[Begin]
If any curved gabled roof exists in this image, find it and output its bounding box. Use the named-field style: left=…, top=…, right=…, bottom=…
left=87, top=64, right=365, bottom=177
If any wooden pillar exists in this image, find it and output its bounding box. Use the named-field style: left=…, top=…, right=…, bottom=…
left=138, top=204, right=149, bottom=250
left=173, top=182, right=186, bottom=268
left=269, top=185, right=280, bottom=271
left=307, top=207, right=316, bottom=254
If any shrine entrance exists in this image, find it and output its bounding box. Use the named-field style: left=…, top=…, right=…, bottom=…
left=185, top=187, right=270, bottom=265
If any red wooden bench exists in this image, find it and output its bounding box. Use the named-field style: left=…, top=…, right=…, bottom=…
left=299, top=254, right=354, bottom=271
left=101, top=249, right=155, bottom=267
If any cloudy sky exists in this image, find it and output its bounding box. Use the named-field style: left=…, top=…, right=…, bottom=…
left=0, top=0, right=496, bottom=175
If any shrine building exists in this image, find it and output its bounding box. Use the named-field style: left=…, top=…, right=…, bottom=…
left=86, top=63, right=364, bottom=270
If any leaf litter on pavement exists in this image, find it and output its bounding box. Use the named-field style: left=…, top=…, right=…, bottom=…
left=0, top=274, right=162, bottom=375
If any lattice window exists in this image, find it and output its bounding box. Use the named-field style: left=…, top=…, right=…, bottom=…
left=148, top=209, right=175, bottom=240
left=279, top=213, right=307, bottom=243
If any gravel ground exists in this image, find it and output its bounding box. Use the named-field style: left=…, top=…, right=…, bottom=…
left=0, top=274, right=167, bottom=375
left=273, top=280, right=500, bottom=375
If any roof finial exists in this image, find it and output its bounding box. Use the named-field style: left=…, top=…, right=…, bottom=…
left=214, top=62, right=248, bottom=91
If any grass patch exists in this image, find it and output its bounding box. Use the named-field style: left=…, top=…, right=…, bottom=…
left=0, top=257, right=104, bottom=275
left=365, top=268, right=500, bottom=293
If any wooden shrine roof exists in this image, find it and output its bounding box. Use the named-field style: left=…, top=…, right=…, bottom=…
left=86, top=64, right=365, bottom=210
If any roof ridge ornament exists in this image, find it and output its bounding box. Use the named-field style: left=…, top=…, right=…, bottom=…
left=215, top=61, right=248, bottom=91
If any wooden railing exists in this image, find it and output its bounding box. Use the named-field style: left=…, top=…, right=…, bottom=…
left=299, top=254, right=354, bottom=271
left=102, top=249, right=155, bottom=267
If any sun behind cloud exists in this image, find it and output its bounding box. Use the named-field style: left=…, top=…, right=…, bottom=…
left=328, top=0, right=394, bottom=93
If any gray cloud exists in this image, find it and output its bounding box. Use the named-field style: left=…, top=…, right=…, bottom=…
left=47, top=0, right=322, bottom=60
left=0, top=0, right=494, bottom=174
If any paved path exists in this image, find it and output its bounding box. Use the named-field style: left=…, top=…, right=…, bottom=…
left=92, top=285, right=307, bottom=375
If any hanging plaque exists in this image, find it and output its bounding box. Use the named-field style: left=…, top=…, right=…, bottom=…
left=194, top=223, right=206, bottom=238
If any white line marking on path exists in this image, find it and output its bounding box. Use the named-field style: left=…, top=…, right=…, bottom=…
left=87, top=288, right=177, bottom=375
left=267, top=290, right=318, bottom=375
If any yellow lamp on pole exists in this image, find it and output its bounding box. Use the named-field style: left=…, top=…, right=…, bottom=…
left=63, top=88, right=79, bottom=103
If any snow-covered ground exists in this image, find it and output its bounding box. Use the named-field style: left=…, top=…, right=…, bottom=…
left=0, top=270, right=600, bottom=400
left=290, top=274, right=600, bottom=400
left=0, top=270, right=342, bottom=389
[End]
Given task: Reproduce the rows from the line containing "If any lattice" through the line containing "left=273, top=280, right=500, bottom=375", inclusive, swapping "gravel ground" for "sandy ground" and changing nothing else.

Response:
If any lattice window exists in this image, find it and output its bounding box. Use the named-field style: left=…, top=…, right=…, bottom=…
left=148, top=209, right=175, bottom=240
left=279, top=213, right=307, bottom=243
If any sandy ground exists in this image, find it and output its bounding box. Use the named-field style: left=…, top=…, right=…, bottom=…
left=0, top=274, right=167, bottom=375
left=273, top=280, right=500, bottom=375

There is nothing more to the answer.